Passage to read
User mike roth - MathOverflow

Answer by Mike Roth for When can Hodge filtrations (decompositions?) be described explicitly in terms of periods?

2012-10-02T16:51:41Z

Building on Donu Arapura's answer (although it's again not clear you can do it in an hour), I would suggest the computing the Hodge filtration in $H^2$ of a product $E_1\times E_2$ of two elliptic curves. The beautiful thing about this example is that (1) you can see how the Neron-Severi group changes rank with the periods, and explicitly relate this back to the properties of the elliptic curves, so it also serves as an example of why the Hodge conjecture is so mysterious and significant, and (2) you can see how the filtration varies with the periods, and so see Griffiths transversality in action.

Data supplied

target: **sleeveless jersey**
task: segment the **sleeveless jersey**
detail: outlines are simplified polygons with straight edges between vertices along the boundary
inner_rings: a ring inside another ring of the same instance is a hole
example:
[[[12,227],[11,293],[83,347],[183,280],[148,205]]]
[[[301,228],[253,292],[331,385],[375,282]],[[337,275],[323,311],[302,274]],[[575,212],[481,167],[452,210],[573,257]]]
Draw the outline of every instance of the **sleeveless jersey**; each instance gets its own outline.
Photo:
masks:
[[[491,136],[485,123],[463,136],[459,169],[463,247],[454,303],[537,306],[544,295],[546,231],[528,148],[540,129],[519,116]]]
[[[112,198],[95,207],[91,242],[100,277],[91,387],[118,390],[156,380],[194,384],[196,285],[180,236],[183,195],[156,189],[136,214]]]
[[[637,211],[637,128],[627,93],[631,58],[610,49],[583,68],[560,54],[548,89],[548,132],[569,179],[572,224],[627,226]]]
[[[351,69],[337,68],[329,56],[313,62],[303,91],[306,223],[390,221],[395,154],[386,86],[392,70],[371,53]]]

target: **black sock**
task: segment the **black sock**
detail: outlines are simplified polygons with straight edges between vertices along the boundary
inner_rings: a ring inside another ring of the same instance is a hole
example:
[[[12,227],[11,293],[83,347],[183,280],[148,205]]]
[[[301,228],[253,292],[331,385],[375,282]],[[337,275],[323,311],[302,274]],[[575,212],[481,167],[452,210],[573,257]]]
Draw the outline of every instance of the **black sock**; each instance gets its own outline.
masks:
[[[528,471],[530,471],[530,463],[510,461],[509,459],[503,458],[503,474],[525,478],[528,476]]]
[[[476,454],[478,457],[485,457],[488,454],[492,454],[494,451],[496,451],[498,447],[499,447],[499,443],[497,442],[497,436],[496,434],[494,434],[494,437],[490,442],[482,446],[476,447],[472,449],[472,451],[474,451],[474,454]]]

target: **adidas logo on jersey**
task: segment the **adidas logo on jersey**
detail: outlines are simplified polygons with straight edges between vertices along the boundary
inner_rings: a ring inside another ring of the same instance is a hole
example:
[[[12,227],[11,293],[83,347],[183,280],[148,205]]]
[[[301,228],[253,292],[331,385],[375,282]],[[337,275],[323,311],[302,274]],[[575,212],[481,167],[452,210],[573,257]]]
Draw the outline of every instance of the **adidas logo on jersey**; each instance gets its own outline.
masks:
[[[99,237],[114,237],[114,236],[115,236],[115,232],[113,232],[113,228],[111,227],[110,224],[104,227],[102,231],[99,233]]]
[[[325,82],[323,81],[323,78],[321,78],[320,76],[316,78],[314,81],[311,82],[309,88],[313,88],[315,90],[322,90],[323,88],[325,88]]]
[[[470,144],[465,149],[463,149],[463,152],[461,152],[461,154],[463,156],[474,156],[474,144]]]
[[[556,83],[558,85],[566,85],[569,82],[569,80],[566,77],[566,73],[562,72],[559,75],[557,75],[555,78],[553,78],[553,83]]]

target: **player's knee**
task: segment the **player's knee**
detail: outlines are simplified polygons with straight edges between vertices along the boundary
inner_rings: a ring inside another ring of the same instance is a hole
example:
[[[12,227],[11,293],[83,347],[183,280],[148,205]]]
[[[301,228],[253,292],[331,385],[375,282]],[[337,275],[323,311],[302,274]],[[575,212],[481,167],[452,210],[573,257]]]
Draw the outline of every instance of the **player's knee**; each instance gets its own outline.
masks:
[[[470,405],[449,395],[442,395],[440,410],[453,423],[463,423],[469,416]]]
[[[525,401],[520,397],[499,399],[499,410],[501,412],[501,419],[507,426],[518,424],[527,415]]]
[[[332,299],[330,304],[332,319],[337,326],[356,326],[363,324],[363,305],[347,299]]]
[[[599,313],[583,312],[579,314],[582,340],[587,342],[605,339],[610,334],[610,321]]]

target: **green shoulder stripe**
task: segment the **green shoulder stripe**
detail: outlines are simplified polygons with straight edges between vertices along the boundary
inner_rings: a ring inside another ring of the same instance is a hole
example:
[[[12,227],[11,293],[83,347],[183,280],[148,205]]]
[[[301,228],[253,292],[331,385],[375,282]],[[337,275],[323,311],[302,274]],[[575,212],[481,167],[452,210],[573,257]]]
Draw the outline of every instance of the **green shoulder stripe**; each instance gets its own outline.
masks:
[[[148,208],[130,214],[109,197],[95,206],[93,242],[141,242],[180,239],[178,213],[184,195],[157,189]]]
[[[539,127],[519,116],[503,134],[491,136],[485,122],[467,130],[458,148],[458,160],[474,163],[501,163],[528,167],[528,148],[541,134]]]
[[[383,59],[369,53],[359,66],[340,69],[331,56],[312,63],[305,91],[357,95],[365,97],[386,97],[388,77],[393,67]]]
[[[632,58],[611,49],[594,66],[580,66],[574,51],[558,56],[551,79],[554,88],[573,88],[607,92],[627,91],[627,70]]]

What to work on
A) For each statement below, say whether it agrees with the Hodge filtration answer, answering yes or no and quoting the deciding words of the text. (i) The example it recommends involves two elliptic curves. (ii) It states that the example can clearly be worked through in an hour. (iii) It says the example lets one see Griffiths transversality in action.
B) Show every line of the listing that contains the word "black".
The Hodge filtration answer and the listing are unrelated.

Answers in order
A)
(i) Yes: "a product $E_1\times E_2$ of two elliptic curves"
(ii) No: "although it's again not clear you can do it in an hour"
(iii) Yes: "see Griffiths transversality in action"

B)
target: **black sock**
task: segment the **black sock**
Draw the outline of every instance of the **black sock**; each instance gets its own outline.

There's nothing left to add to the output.